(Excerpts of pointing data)
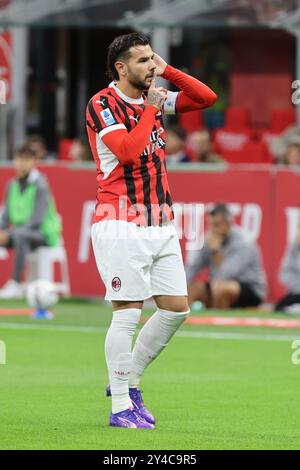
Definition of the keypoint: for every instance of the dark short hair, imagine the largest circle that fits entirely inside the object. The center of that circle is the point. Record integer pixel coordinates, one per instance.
(119, 48)
(221, 209)
(25, 152)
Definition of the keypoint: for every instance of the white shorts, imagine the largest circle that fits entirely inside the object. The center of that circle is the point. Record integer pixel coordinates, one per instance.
(136, 263)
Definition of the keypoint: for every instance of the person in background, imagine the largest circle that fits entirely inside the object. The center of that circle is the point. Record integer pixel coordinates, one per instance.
(29, 218)
(236, 275)
(176, 145)
(289, 275)
(292, 155)
(200, 144)
(37, 144)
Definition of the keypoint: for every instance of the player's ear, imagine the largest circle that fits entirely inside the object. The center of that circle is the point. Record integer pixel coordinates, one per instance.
(121, 68)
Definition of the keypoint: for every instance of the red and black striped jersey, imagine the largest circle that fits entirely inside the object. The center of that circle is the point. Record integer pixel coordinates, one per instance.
(132, 189)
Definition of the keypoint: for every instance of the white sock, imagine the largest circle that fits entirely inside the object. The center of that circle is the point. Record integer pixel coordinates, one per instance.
(118, 355)
(152, 339)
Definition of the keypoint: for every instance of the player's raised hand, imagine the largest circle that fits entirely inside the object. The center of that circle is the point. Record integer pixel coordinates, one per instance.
(156, 96)
(160, 64)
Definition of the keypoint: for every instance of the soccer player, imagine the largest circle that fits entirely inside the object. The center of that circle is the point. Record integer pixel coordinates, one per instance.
(135, 244)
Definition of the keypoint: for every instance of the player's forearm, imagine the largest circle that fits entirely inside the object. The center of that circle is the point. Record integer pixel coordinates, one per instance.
(192, 88)
(128, 146)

» GOAL
Copy out all the data exactly; skip the pictures.

» RESPONSE TO THE TASK
Definition of the keypoint: for every instance of the dark short hair, imagine the largest circle that fits entirely inside the object. The center of that circle is the point. Record integer pixel coordinates, one per instance.
(119, 48)
(221, 209)
(25, 152)
Definition of the keypoint: for every instance of the white shorts, imagine the largest circle that fits entirely inside the object. The center of that circle is the point. Record integer pixel coordinates, one per instance.
(136, 263)
Definition of the keypoint: for every instance of the person in background, imagine the largest circle that fits entirely inside the object. The center of that circle is the point. Record integer pixel coordinates, one per instance.
(29, 218)
(236, 275)
(176, 145)
(289, 275)
(292, 155)
(200, 144)
(37, 144)
Definition of the keypoint: for every instance of the player's ear, imagine the largest circle that fits entirely inside the object. The center of that circle is the point. Record integer pixel coordinates, one per instance.
(121, 68)
Definition of the keypoint: for every instance of the red and black striped jersey, imagine the largest circle that fits entirely inside the object. The center of that circle is the point. Record integer pixel coordinates, one per instance.
(132, 189)
Definition of the keypoint: for every instance of the white sock, imagine the largest circle that fits entirely inside the object. The center of that circle is the point. Record integer pixel coordinates, one per instance.
(118, 355)
(152, 339)
Definition of the keypoint: for every instance of the player's raised hand, imagine the largest circle that fits entirely inside the object. The center of that circle is the point. Record integer pixel coordinates, one per instance.
(156, 96)
(160, 64)
Definition of the keypoint: for every instance of the soccer player, imagine the largest circle that fits entirely inside the object. The center of that circle is the point. Record integer pixel coordinates, one per instance.
(135, 244)
Definition of the keypoint: for every instance of the player's forearm, imagine the largest circle that fits entirely inside the object. The center of that circle is the point. Record integer pixel coordinates, one per instance.
(192, 88)
(128, 146)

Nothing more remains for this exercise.